> [Problem requirements]: Return every line of the listing below that contains the word "bumper".

[Begin Extracted information]

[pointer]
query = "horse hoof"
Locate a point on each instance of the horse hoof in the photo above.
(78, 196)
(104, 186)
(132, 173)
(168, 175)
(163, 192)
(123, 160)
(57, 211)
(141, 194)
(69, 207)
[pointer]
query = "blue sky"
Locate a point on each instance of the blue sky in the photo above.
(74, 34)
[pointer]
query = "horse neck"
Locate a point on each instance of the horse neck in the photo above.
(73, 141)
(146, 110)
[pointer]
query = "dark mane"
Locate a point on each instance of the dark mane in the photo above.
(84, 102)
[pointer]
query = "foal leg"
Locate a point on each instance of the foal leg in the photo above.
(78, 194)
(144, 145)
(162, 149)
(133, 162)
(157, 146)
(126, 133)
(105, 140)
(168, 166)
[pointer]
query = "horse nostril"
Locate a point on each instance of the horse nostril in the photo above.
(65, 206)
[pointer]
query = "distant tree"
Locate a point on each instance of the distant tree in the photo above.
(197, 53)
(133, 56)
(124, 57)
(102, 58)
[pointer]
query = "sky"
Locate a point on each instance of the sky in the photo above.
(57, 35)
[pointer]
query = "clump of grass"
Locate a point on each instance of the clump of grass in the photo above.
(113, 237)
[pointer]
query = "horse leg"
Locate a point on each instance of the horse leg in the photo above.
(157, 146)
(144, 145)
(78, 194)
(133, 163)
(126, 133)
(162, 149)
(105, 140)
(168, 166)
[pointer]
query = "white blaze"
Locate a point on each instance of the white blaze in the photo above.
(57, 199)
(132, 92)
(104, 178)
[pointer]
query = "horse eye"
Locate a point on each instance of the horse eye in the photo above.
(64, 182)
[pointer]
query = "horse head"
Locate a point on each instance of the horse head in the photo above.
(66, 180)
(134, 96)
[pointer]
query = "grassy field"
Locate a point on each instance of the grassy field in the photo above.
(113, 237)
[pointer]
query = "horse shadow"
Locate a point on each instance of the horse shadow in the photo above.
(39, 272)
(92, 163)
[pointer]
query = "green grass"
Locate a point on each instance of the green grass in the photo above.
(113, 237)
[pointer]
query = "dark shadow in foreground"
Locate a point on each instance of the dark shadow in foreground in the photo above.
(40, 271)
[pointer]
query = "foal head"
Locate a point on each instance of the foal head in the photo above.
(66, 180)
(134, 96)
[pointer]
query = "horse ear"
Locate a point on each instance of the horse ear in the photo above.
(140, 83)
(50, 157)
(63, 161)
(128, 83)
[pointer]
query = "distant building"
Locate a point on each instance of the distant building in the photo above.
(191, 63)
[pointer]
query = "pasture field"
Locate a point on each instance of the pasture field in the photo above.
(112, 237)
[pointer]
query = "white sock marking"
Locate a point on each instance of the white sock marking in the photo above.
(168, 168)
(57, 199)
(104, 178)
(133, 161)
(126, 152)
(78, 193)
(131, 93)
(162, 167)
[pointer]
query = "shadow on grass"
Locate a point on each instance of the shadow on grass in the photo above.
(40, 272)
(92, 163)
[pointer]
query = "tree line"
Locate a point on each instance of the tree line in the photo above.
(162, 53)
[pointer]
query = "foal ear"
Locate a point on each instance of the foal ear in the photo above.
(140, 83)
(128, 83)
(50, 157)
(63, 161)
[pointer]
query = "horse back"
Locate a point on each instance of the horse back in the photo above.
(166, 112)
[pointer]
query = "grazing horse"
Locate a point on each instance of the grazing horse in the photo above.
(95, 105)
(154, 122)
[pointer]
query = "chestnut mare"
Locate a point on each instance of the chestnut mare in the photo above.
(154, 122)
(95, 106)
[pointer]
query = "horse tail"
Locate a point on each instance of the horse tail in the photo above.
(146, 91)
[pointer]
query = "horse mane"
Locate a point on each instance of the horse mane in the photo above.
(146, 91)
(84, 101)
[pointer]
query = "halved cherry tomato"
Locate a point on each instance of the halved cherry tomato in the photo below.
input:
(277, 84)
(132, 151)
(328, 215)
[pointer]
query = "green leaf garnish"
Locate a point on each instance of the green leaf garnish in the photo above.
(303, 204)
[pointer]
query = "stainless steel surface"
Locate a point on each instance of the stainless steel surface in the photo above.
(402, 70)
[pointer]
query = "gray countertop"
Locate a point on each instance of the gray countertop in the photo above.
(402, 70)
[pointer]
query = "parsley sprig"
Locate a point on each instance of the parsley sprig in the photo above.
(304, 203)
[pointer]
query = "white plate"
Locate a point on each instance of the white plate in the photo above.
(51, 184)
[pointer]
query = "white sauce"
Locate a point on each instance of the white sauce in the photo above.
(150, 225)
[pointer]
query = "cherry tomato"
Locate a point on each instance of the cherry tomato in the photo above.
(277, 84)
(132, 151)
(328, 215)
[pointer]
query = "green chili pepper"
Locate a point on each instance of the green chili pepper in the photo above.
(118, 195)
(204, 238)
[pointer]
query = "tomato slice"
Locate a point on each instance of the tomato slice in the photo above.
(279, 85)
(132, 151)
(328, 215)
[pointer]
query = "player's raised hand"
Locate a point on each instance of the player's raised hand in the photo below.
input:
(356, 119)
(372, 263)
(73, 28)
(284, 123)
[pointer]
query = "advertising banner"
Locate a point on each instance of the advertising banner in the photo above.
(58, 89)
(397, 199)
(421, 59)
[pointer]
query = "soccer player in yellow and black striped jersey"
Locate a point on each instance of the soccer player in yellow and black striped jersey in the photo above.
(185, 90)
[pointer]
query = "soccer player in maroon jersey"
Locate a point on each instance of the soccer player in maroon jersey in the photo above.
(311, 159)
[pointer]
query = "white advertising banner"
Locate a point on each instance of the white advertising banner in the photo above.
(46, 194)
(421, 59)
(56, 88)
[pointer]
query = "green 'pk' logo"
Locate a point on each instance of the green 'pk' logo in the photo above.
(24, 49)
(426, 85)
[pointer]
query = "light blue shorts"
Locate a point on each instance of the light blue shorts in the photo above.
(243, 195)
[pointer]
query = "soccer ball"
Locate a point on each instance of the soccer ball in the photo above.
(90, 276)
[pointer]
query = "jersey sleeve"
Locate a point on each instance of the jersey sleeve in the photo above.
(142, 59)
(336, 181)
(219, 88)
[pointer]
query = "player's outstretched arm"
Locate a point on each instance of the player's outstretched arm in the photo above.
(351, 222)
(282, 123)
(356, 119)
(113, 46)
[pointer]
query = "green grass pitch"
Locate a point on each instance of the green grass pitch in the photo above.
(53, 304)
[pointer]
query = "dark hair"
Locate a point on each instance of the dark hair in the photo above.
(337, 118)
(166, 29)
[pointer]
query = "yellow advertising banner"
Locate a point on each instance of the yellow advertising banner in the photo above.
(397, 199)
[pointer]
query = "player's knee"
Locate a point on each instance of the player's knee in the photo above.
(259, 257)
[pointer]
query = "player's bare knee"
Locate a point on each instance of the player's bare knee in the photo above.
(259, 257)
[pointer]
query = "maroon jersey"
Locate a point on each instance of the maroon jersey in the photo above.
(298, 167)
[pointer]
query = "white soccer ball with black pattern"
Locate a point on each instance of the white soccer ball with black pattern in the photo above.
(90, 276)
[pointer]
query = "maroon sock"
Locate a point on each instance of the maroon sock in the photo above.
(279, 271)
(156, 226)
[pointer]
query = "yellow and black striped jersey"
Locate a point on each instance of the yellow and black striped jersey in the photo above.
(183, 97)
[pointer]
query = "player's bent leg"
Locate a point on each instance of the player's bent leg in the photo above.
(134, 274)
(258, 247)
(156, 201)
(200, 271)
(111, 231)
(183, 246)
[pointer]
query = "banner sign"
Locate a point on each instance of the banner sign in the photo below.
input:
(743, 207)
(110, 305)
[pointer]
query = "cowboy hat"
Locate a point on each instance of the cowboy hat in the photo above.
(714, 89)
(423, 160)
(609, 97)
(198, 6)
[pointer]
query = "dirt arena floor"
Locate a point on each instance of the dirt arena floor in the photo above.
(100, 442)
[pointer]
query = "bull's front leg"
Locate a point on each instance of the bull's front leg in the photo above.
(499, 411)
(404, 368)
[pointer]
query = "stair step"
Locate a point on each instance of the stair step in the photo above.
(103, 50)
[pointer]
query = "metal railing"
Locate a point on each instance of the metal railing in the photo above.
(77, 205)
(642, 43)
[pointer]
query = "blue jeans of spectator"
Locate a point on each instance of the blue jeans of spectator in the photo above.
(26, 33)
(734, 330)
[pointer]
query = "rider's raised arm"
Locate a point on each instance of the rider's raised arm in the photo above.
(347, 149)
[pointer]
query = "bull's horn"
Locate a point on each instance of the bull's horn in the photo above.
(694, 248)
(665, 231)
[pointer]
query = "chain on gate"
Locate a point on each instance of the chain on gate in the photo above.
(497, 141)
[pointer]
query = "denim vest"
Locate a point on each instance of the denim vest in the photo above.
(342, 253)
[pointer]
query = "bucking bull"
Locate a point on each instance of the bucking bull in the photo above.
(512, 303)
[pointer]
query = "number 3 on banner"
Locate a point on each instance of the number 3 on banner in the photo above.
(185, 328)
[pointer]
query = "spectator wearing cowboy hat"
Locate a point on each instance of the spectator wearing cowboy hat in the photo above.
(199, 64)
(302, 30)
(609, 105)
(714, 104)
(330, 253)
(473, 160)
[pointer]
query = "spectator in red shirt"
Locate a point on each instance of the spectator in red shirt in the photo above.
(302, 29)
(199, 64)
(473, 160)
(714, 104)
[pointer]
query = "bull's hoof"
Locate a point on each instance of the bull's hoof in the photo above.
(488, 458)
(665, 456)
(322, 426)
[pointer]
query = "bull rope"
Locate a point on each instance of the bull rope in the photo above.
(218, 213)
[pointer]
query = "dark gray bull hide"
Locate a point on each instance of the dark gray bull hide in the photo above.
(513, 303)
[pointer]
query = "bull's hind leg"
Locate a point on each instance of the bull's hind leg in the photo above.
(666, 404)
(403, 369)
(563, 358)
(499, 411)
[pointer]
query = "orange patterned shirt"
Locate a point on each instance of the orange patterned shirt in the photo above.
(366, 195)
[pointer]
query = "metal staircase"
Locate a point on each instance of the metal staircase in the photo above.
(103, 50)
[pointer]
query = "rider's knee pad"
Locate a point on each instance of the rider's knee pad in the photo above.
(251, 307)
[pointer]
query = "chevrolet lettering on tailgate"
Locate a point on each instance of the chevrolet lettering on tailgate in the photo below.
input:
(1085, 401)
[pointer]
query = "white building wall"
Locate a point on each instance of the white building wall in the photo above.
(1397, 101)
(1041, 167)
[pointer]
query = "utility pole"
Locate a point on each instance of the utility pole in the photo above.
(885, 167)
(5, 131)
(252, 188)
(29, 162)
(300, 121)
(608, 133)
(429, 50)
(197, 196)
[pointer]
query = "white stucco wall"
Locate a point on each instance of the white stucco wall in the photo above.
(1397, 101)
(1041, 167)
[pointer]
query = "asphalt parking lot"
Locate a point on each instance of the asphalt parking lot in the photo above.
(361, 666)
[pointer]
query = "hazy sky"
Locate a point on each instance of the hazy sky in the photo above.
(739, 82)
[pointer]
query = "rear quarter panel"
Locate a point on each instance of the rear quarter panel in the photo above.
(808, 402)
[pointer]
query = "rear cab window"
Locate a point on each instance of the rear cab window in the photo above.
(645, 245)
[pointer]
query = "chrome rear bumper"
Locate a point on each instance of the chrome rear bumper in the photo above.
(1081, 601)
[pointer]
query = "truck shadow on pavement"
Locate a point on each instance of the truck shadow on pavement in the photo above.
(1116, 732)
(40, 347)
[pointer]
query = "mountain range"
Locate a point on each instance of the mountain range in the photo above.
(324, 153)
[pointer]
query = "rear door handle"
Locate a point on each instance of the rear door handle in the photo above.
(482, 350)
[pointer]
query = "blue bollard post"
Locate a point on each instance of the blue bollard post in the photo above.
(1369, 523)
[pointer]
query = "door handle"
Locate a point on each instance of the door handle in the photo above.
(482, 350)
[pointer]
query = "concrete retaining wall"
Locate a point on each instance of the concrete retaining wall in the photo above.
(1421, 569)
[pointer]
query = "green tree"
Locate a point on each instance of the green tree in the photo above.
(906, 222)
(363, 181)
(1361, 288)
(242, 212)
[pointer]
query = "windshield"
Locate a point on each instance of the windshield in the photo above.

[End Extracted information]

> [In response]:
query = "chrome rear bumper"
Locate a point on each instance of the chrome rear bumper in the photo above.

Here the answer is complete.